Text block »
□ □ □ □

In a recent episodes of PBS’ Finding Your Roots with Henry Louis Gates, actress Michelle Rodriguez learned of the extreme lengths the Puerto Rican side of her family went through to remain light skinned.
To keep their family light, many relatives married first cousins rather than risk marrying someone from the outside who might produce potentially darker offspring.
From The Root:
Gates found out that Rodriguez’ light-skinned paternal ancestors married each other at a surprising rate. In fact, three of the actress’ great-great-great-grandfathers were brothers, while all of her great-great-grandfathers were first cousins.
“Our genealogist who traced your family tree in Puerto Rico called your family tree ‘a beautiful depiction of the consanguinity and endogamy on 19th-century Puerto Rican families,’ ” Gates told Rodriguez, who responded, “That’s an elegant way of saying you guys loved to do it in the family.”
Rodriguez was aware of her family’s colorism, but not the extent of it. Even within her immediate family, she felt the sting of it as her father’s Puerto Rican family was critical of him marrying a darker Dominican woman, Rodriguez’s mother.
Later, Rodriguez was shocked when she learned she was 72 percent European, 21 percent black and 6 percent Native American.
For all the concerns about colorism within the African-American community, compared to what happened in many Latin American and South American cultures, the American view almost seems enlightened. While there is a lot of discussion about color preferences and the privileges afforded to those who have lighter skin, the nature of American-style racism and Jim Crow laws fostered some semblance of togetherness or, at the least, some shared sacrifice amongst black Americans of all shades. Just the fact that someone light enough to pass for white would use the word “black” to describe themselves and their family – with pride – reflects of this.
So many black Americans, who in any other country would have self-identified as white or mixed, often solely identify as black in this country.

□ □ □ □

Recorded data »
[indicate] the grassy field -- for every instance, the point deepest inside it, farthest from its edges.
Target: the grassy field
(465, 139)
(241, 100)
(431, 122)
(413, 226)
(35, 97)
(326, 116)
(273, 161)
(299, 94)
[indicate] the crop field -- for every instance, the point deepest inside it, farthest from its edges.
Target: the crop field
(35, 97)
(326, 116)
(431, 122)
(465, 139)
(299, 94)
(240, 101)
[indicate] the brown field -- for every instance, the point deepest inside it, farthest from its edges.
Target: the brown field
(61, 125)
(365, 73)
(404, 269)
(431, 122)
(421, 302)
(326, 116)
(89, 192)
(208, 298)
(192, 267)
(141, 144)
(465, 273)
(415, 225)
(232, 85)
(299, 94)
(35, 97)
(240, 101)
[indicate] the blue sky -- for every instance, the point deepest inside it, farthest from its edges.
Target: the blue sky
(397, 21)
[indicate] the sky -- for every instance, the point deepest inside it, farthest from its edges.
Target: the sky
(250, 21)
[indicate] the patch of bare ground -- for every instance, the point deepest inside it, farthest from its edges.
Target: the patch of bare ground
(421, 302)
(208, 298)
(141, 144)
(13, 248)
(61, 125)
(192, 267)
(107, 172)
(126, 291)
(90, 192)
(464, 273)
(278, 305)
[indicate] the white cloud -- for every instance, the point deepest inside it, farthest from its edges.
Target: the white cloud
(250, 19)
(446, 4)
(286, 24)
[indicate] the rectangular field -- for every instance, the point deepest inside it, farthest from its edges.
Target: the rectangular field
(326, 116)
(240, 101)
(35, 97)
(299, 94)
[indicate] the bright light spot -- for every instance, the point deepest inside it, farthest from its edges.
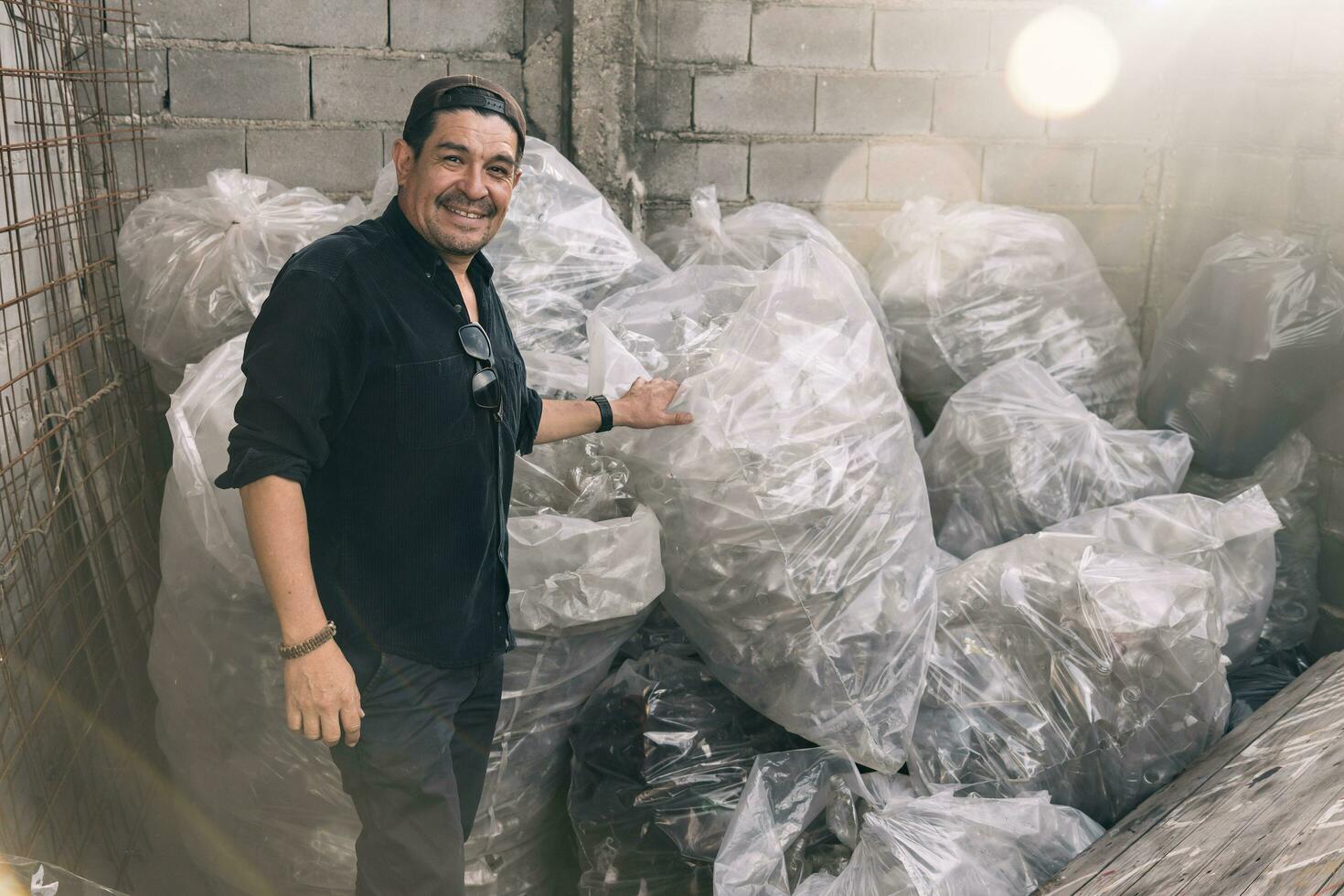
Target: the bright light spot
(1062, 63)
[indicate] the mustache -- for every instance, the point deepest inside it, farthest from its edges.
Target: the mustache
(460, 200)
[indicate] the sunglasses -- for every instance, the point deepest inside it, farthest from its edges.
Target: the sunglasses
(485, 383)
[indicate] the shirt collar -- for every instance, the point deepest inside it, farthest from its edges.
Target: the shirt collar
(426, 255)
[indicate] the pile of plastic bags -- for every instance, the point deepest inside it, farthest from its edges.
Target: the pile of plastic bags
(1232, 541)
(660, 753)
(968, 285)
(583, 569)
(1014, 452)
(1287, 478)
(197, 263)
(1249, 351)
(1072, 666)
(808, 824)
(797, 536)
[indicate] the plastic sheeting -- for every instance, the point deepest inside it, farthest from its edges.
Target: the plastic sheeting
(902, 844)
(968, 285)
(1289, 480)
(43, 879)
(795, 526)
(660, 753)
(1072, 666)
(1014, 453)
(1234, 541)
(754, 238)
(197, 263)
(580, 587)
(1249, 349)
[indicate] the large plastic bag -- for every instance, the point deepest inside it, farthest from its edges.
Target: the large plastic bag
(1234, 541)
(795, 526)
(968, 285)
(31, 878)
(902, 844)
(1287, 478)
(754, 238)
(1014, 453)
(1072, 666)
(1249, 351)
(583, 569)
(660, 755)
(197, 263)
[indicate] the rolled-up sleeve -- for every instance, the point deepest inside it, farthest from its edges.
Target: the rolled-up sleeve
(303, 367)
(529, 420)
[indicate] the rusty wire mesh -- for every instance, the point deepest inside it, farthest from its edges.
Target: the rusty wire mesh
(80, 466)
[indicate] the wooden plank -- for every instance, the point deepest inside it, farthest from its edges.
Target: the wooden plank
(1105, 858)
(1189, 844)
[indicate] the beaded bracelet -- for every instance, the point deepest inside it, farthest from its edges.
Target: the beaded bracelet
(296, 650)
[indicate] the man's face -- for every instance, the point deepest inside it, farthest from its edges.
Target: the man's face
(457, 189)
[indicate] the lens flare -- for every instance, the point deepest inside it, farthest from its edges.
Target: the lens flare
(1062, 63)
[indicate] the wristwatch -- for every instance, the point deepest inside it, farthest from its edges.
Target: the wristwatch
(605, 409)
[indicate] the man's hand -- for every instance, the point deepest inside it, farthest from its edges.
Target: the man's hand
(322, 698)
(645, 406)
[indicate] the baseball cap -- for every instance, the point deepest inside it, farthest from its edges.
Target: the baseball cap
(466, 91)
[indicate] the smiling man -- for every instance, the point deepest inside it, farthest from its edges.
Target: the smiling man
(374, 445)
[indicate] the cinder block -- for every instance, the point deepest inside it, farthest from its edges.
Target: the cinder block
(809, 172)
(663, 98)
(872, 103)
(980, 108)
(368, 88)
(457, 26)
(1131, 289)
(932, 39)
(208, 83)
(506, 73)
(1316, 40)
(206, 19)
(1320, 191)
(320, 23)
(180, 156)
(671, 169)
(326, 159)
(898, 172)
(812, 37)
(1125, 175)
(700, 31)
(1118, 237)
(755, 101)
(1038, 175)
(1128, 112)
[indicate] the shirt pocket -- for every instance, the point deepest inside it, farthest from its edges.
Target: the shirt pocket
(434, 406)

□ □ □ □

Problem 1 »
In the article about Michelle Rodriguez's family history, rewrite the paragraph beginning "Rodriguez was aware of her family's colorism" more briefly, keeping its main facts.
Problem 2 »
In the article about Michelle Rodriguez's family history, what percentage European did Rodriguez learn she was?

Response area 1 »
Rodriguez knew her family practiced colorism but not how far it went. She felt it at home: her father's Puerto Rican relatives criticized him for marrying her mother, a darker Dominican woman.

Response area 2 »
72 percent